■ **The problem**
Rewrite the lines from the one with "Annotation task — mark the pepper" to the one with "<point>670,298</point>", swapping "pepper strip" for "bell pepper slice" and leaving everything else unchanged.

[Lines from a pointing dataset]
—————
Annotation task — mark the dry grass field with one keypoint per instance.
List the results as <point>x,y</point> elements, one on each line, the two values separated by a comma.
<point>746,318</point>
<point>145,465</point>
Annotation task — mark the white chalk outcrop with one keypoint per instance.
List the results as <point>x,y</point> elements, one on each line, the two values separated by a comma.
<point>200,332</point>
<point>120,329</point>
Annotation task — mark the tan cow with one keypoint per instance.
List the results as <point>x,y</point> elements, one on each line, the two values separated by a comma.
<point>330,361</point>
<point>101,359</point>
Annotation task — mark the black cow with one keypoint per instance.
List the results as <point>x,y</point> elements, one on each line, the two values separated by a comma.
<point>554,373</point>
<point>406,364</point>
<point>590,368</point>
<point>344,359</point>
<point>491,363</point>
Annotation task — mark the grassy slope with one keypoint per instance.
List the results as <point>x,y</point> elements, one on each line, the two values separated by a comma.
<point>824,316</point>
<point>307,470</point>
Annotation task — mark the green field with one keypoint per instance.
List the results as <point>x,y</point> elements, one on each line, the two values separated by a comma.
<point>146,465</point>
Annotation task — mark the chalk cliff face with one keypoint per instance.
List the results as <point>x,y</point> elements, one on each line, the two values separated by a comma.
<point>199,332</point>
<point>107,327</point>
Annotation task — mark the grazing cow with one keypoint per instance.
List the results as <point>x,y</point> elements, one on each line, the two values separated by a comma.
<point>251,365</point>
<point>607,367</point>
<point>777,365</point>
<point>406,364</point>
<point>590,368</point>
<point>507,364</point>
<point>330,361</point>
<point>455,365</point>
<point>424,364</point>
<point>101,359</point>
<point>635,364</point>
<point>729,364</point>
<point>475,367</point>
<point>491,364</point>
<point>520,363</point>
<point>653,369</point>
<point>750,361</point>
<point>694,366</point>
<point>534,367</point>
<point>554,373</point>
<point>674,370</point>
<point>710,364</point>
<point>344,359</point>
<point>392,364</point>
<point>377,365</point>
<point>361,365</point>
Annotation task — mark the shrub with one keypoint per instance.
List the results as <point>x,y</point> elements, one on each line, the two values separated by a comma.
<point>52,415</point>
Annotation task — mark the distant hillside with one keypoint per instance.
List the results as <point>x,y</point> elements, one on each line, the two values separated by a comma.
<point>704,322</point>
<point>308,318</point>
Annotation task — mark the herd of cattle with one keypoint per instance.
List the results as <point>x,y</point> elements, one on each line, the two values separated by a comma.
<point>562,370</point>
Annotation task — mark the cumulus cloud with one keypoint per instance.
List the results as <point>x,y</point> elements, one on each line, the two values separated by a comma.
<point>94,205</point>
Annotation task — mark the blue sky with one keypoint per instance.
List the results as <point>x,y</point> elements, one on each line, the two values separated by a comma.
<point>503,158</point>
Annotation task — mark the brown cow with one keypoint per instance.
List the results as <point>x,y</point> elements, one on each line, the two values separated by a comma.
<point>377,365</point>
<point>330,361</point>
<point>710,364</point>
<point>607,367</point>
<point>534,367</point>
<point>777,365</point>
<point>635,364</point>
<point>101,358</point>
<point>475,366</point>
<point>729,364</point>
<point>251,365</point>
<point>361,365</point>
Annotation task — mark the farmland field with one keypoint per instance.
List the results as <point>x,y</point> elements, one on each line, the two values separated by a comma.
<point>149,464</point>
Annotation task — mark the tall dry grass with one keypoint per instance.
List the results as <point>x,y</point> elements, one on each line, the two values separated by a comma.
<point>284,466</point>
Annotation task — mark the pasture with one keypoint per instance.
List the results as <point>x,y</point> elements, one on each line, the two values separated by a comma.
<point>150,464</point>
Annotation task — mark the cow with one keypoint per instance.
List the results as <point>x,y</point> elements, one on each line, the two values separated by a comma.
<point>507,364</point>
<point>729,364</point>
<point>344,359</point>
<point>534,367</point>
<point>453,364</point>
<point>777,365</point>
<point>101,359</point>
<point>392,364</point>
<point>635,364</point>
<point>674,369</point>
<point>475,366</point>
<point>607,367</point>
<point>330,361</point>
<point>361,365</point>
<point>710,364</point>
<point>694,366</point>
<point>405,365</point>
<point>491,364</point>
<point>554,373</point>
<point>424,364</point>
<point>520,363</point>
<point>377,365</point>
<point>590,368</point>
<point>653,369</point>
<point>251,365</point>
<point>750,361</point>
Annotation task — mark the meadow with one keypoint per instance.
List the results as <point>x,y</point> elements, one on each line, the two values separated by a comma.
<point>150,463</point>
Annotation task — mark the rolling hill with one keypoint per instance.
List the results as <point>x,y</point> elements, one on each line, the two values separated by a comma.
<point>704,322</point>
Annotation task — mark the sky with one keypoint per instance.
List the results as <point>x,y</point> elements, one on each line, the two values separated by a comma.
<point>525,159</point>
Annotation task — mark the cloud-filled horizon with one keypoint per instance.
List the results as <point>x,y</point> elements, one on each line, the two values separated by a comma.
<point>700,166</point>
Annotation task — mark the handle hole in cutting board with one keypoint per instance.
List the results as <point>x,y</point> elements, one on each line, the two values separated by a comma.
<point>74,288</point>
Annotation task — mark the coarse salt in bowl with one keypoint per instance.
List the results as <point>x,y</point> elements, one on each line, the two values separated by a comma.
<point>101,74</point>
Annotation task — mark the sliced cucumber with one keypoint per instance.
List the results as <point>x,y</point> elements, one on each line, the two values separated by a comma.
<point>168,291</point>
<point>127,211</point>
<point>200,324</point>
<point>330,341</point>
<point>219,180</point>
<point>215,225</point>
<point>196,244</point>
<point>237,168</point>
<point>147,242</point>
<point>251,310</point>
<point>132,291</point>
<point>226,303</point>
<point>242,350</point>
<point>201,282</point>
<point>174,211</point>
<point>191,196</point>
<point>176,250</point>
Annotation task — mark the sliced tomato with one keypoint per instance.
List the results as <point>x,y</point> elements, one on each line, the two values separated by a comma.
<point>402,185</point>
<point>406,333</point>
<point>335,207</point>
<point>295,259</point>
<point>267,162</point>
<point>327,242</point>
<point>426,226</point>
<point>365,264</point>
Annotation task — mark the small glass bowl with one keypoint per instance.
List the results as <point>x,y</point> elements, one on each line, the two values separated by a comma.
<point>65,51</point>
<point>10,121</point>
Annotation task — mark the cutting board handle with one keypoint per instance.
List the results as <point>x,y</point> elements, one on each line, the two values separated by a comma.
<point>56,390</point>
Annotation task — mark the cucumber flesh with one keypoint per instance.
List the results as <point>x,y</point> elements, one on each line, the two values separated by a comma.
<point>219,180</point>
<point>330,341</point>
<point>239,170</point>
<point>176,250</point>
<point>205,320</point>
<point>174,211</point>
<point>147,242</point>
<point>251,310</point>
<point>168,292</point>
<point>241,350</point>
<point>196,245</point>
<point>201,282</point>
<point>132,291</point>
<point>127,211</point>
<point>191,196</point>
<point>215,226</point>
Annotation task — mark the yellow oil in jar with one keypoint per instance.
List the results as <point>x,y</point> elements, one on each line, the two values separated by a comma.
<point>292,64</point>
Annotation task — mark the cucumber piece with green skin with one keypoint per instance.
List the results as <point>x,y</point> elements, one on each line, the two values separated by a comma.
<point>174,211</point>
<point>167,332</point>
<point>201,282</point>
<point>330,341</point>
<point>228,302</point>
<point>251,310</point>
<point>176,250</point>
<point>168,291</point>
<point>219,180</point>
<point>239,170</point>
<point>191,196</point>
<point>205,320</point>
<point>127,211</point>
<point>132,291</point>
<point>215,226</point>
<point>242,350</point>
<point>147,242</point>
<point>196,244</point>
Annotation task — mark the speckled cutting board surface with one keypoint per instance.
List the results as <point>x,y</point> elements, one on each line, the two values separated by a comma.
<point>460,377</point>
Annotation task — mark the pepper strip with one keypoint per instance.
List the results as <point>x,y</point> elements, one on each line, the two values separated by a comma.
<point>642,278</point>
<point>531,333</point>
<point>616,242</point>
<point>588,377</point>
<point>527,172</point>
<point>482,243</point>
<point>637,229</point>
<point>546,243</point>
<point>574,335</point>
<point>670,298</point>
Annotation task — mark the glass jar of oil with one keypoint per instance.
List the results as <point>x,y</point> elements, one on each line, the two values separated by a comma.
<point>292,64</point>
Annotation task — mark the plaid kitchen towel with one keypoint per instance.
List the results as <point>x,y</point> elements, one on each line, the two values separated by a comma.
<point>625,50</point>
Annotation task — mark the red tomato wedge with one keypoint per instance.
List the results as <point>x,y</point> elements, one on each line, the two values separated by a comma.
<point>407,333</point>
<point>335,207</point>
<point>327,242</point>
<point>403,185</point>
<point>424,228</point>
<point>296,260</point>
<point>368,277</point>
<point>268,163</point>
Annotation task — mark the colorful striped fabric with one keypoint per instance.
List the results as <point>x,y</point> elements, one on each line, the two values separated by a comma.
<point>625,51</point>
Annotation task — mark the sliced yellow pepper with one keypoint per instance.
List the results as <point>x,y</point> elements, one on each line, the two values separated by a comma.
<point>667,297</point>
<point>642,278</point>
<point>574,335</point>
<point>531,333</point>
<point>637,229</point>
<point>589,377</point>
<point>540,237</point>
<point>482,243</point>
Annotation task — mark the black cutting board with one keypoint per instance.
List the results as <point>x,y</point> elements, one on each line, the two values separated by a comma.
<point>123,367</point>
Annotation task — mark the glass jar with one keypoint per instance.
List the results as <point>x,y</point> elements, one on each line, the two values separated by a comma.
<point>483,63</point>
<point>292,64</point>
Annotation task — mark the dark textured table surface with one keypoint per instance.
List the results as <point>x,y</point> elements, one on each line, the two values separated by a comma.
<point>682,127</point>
—————
■ **Task result**
Annotation task — mark the bell pepper slice with one keypoint per instance.
List the results as <point>x,y</point> elements, one on each line, the two values separated by a comma.
<point>642,278</point>
<point>531,333</point>
<point>616,242</point>
<point>588,377</point>
<point>527,172</point>
<point>482,243</point>
<point>637,229</point>
<point>546,243</point>
<point>574,335</point>
<point>670,298</point>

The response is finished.